Rows from a dataset:
┌────────
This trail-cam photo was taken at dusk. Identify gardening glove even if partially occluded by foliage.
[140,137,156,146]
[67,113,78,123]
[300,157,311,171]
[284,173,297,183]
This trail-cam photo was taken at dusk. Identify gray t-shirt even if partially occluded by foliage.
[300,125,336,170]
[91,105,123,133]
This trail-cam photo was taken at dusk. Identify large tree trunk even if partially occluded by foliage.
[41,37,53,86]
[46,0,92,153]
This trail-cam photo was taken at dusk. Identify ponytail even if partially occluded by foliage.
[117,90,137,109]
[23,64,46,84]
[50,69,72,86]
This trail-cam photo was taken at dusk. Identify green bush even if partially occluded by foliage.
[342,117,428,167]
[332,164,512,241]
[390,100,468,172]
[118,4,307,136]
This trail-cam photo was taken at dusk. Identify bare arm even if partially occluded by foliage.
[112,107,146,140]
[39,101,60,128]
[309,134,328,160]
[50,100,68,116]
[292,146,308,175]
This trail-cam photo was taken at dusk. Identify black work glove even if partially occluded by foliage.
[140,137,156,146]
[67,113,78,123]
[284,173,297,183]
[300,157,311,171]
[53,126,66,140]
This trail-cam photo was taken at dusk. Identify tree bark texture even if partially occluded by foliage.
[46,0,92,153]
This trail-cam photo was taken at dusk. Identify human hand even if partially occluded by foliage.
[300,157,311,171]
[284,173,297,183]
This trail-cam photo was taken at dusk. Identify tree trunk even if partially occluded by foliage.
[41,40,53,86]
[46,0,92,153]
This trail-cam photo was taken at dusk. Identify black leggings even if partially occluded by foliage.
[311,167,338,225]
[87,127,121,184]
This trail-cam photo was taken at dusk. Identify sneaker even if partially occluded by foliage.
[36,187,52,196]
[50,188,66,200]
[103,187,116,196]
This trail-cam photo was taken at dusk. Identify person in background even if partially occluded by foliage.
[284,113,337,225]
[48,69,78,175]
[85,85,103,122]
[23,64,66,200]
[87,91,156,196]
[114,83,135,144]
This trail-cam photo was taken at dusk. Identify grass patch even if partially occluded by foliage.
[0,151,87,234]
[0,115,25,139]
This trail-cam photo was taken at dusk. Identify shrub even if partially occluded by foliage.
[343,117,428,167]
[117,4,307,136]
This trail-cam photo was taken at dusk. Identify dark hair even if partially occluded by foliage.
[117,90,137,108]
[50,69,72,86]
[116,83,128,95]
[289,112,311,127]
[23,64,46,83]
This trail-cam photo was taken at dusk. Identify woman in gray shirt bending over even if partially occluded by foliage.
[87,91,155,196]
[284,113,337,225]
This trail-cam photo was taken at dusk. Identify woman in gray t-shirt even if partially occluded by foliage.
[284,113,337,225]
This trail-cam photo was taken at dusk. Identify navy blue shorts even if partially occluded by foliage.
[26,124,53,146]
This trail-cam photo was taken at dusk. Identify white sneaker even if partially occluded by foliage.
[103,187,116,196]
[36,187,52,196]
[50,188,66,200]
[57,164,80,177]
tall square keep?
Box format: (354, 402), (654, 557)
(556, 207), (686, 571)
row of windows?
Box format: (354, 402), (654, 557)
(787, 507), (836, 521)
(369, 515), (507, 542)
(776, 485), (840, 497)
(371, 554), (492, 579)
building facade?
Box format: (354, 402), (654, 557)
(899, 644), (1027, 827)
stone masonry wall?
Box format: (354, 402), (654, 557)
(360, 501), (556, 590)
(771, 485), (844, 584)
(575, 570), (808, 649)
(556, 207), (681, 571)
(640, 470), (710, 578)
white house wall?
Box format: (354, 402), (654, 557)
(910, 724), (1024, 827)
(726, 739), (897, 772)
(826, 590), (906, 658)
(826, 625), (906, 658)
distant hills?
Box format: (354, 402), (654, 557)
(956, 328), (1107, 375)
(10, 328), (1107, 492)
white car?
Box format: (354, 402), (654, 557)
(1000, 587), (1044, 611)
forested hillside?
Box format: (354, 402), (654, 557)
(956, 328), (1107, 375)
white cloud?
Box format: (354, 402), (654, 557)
└────────
■ **Objective**:
Update the data above so that every "taken at dusk" becomes "taken at dawn", leaving everything else as it is.

■ **Expected answer**:
This trail-cam photo was taken at dawn. Identify gardening glove even if partially occluded by foliage.
[140,137,156,146]
[67,113,78,123]
[300,157,311,171]
[284,173,297,183]
This trail-cam photo was taken at dawn. Identify gray t-shirt even if partially occluded by foliage.
[300,125,336,170]
[91,105,123,133]
This trail-cam photo was taken at dawn. Identify large tree trunk even if partially occluded by foliage.
[41,37,53,86]
[46,0,92,153]
This trail-cam photo was taken at dawn. Identify ponytail even if partially occluded by foliage.
[117,90,137,109]
[23,64,46,84]
[50,69,72,86]
This trail-cam photo was taken at dawn. Identify green bush even if partially occluded by foliage.
[342,117,428,167]
[332,164,512,241]
[390,100,468,172]
[118,4,307,136]
This trail-cam photo was taken at dawn. Identify bare arm even if partially occluded by foliage.
[112,107,146,140]
[39,101,60,128]
[309,134,328,160]
[50,100,68,116]
[292,146,308,175]
This trail-cam photo was taken at dawn. Identify black work glove even if partially occluded by foliage.
[140,137,156,146]
[67,113,78,123]
[284,173,297,183]
[300,157,311,171]
[53,126,66,140]
This trail-cam photo was taken at dawn. Identify tree bark texture even if partially occluded by foliage.
[46,0,92,153]
This trail-cam photo was taken at dawn. Identify human hand even if partially occluded by foliage.
[300,157,311,171]
[284,173,297,183]
This trail-cam photo was taken at dawn. Identify tree trunk even if partially occluded by foliage.
[41,40,53,86]
[46,0,92,153]
This trail-cam photo was taken at dawn. Identify black leggings even if partially occluded by foliage.
[311,167,338,225]
[87,127,121,184]
This trail-cam photo was taken at dawn. Identify sneaker even if partially occluded by foliage.
[36,187,52,196]
[50,188,66,200]
[103,187,116,196]
This trail-cam photo was taken at dawn. Identify person in background even if partially occluded by foliage.
[284,113,337,225]
[48,69,78,175]
[85,85,103,122]
[23,64,66,200]
[87,91,156,196]
[114,83,135,144]
This trail-cam photo was taken at dawn. Identify grass patch even if partially occluded by foliage.
[0,151,87,234]
[0,115,25,139]
This trail-cam photo was taken at dawn. Identify shrub even if partially occluded by foliage.
[343,117,428,167]
[117,4,307,136]
This trail-cam photo was taken at dawn. Identify dark hair even if partially occluded by foliage.
[117,90,137,108]
[50,69,72,86]
[116,83,128,95]
[289,112,311,127]
[23,64,46,83]
This trail-cam photo was taken at dawn. Identify woman in gray shirt bending over even if partially occluded by foliage.
[87,91,155,196]
[284,113,337,225]
This trail-cam photo was taken at dawn. Identify woman in gray t-shirt even if partially occluded by foliage.
[284,113,337,225]
This trail-cam photo was taken at dawn. Identify navy blue shorts even if partially occluded by foliage.
[26,124,53,146]
This trail-cam photo was taken at dawn. Identify white sneaker even if partially occluded by foliage.
[103,187,116,196]
[36,187,52,196]
[50,188,66,200]
[57,164,80,177]
tall square keep?
Box format: (354, 402), (654, 557)
(556, 207), (686, 571)
row of windows?
Box format: (354, 402), (654, 557)
(787, 507), (836, 521)
(369, 515), (507, 542)
(776, 485), (840, 497)
(371, 554), (492, 579)
building facade?
Box format: (354, 402), (654, 557)
(899, 644), (1027, 827)
stone masonry wall?
Box format: (354, 402), (654, 557)
(360, 501), (556, 590)
(771, 485), (844, 584)
(575, 570), (808, 649)
(556, 207), (681, 571)
(640, 470), (710, 578)
white house wall?
Box format: (354, 402), (654, 557)
(910, 724), (1024, 827)
(726, 739), (897, 772)
(826, 590), (906, 658)
(826, 625), (906, 658)
distant hills?
Box format: (354, 402), (654, 557)
(956, 328), (1107, 375)
(10, 328), (1107, 492)
white car?
Box format: (354, 402), (654, 557)
(1000, 587), (1044, 611)
forested hillside?
Box format: (354, 402), (654, 557)
(956, 328), (1107, 375)
white cloud?
Box format: (354, 402), (654, 557)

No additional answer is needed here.